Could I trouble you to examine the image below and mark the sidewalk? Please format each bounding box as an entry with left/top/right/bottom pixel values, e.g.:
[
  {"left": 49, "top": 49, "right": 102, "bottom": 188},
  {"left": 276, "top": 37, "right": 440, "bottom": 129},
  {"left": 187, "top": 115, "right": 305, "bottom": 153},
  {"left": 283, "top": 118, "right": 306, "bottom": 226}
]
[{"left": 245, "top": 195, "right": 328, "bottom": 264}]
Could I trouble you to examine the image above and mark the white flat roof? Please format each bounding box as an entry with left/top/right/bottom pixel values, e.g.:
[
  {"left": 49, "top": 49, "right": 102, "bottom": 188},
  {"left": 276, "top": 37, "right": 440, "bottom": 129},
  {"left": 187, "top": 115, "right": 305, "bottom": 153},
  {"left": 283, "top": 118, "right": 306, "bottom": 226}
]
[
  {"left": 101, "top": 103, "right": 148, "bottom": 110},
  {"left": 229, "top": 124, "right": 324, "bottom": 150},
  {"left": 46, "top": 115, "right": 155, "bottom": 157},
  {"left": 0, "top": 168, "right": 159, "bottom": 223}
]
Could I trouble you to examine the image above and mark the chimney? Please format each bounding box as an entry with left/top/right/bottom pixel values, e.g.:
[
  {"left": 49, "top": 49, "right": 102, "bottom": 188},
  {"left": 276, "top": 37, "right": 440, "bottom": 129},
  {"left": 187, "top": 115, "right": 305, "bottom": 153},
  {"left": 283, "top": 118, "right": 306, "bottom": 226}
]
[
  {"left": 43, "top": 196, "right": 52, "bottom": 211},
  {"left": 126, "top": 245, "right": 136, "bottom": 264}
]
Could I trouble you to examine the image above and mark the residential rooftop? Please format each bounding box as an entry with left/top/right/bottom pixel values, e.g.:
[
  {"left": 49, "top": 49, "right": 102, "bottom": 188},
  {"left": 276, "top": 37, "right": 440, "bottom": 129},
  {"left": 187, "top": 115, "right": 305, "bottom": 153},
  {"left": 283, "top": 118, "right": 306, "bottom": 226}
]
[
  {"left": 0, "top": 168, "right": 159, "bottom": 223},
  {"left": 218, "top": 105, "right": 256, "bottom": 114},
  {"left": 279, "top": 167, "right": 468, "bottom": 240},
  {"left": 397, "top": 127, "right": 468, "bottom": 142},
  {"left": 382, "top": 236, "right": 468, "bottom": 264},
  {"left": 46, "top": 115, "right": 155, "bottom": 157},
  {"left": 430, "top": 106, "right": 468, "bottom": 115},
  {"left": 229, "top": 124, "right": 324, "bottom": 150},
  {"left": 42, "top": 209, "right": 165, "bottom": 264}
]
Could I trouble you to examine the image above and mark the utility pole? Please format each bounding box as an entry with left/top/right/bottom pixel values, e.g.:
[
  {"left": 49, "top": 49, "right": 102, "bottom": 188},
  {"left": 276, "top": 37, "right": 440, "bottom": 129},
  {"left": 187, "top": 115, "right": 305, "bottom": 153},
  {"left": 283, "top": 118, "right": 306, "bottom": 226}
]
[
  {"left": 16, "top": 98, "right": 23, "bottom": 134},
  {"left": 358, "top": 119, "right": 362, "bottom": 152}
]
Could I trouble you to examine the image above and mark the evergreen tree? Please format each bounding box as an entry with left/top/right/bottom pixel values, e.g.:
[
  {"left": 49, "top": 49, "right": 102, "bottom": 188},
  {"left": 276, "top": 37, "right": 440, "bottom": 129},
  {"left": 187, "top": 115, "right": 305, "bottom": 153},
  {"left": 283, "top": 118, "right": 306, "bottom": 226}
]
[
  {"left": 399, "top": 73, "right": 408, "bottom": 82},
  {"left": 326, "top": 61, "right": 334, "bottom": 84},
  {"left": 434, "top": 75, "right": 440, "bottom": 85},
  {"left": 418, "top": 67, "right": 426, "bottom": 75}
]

..........

**WORK ITEM**: Could you restate every entry above word for word?

**ANSWER BOX**:
Could I trouble you to examine the image below and mark the sidewalk? Please format each bounding box as an entry with left/top/right/bottom pixel values, e.g.:
[
  {"left": 49, "top": 49, "right": 102, "bottom": 188},
  {"left": 276, "top": 37, "right": 440, "bottom": 129},
  {"left": 187, "top": 115, "right": 305, "bottom": 153},
  {"left": 283, "top": 118, "right": 306, "bottom": 226}
]
[{"left": 245, "top": 195, "right": 328, "bottom": 264}]
Could I trouble you to examine the image above and mark the white flat roof? Please format each bounding box as an entry with left/top/right/bottom pixel values, e.g.:
[
  {"left": 49, "top": 49, "right": 102, "bottom": 188},
  {"left": 276, "top": 37, "right": 440, "bottom": 129},
  {"left": 187, "top": 115, "right": 305, "bottom": 153},
  {"left": 283, "top": 118, "right": 306, "bottom": 226}
]
[
  {"left": 101, "top": 103, "right": 148, "bottom": 110},
  {"left": 229, "top": 124, "right": 324, "bottom": 150},
  {"left": 46, "top": 115, "right": 155, "bottom": 157},
  {"left": 0, "top": 168, "right": 159, "bottom": 223}
]
Could I trouble you to examine the image above and mark the chimney? Please format each bounding box as an entry with left/top/right/bottom pixel values, e.g.:
[
  {"left": 49, "top": 49, "right": 102, "bottom": 188},
  {"left": 276, "top": 37, "right": 440, "bottom": 129},
  {"left": 187, "top": 115, "right": 305, "bottom": 153},
  {"left": 283, "top": 118, "right": 306, "bottom": 226}
]
[
  {"left": 43, "top": 196, "right": 52, "bottom": 211},
  {"left": 126, "top": 245, "right": 136, "bottom": 264}
]
Could I trouble you to examine the image above and mark the residential rooftop? Please format each bounding box as an entry with left/top/right/bottom pixel values, e.g.:
[
  {"left": 49, "top": 49, "right": 102, "bottom": 188},
  {"left": 276, "top": 37, "right": 440, "bottom": 129},
  {"left": 187, "top": 115, "right": 305, "bottom": 153},
  {"left": 283, "top": 118, "right": 306, "bottom": 226}
]
[
  {"left": 0, "top": 168, "right": 159, "bottom": 223},
  {"left": 218, "top": 105, "right": 256, "bottom": 114},
  {"left": 279, "top": 167, "right": 468, "bottom": 240},
  {"left": 397, "top": 127, "right": 468, "bottom": 142},
  {"left": 382, "top": 236, "right": 468, "bottom": 264},
  {"left": 46, "top": 115, "right": 155, "bottom": 157},
  {"left": 430, "top": 106, "right": 468, "bottom": 115},
  {"left": 229, "top": 124, "right": 324, "bottom": 150},
  {"left": 42, "top": 209, "right": 165, "bottom": 264}
]
Could I trouble you to examine the image above and mark the utility pole? Please format each bounding box as an entry with left/top/right/bottom pixel values, e.g.:
[
  {"left": 49, "top": 49, "right": 102, "bottom": 188},
  {"left": 276, "top": 37, "right": 440, "bottom": 129},
  {"left": 187, "top": 115, "right": 305, "bottom": 153},
  {"left": 283, "top": 118, "right": 306, "bottom": 226}
]
[
  {"left": 16, "top": 98, "right": 23, "bottom": 134},
  {"left": 358, "top": 119, "right": 362, "bottom": 152}
]
Could I trouble you to examine the image above and mark the evergreen tree? Please format each bounding box as an entry with left/top/right/bottom pixel values, e.g.:
[
  {"left": 49, "top": 49, "right": 102, "bottom": 188},
  {"left": 276, "top": 37, "right": 440, "bottom": 129},
  {"left": 187, "top": 115, "right": 305, "bottom": 153},
  {"left": 283, "top": 118, "right": 306, "bottom": 226}
]
[
  {"left": 399, "top": 73, "right": 408, "bottom": 82},
  {"left": 326, "top": 61, "right": 334, "bottom": 84},
  {"left": 434, "top": 75, "right": 440, "bottom": 85},
  {"left": 418, "top": 67, "right": 426, "bottom": 75}
]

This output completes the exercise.